• Reading text:
6

Choose a number $n\ge2$.

You have two boxes, A and B. Each turn, you add to each box a ball randomly numbered from 1 to n. What is the probability that, eventually, at any turn both boxes contain exactly the same numbers? (except obviously when the boxes are empty) I feel like if $n=2$, the probability is 100%, while for $n=3$ or greater it isn't 100%, as this problem looks similar to random walks in n dimensions. (Which I learnt about in Youtube's PBS Infinite Series) Can anyone help me solve the problem?

Thank you very much.

• Given records:
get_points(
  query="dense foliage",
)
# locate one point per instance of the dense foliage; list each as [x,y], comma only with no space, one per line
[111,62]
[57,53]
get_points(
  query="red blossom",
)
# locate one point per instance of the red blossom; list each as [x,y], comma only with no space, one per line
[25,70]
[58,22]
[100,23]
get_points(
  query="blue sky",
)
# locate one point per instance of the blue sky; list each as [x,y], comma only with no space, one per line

• Directive:
Answer these about the two-box probability post.
1. What is the smallest value of n the post allows?
2. Each turn, how many balls go into each box, and what range can their numbers take?
3. For which values of n does the post suspect the probability is not 100%?

• Exercise result:
1. 2
2. One ball, numbered randomly from 1 to n.
3. n = 3 or greater.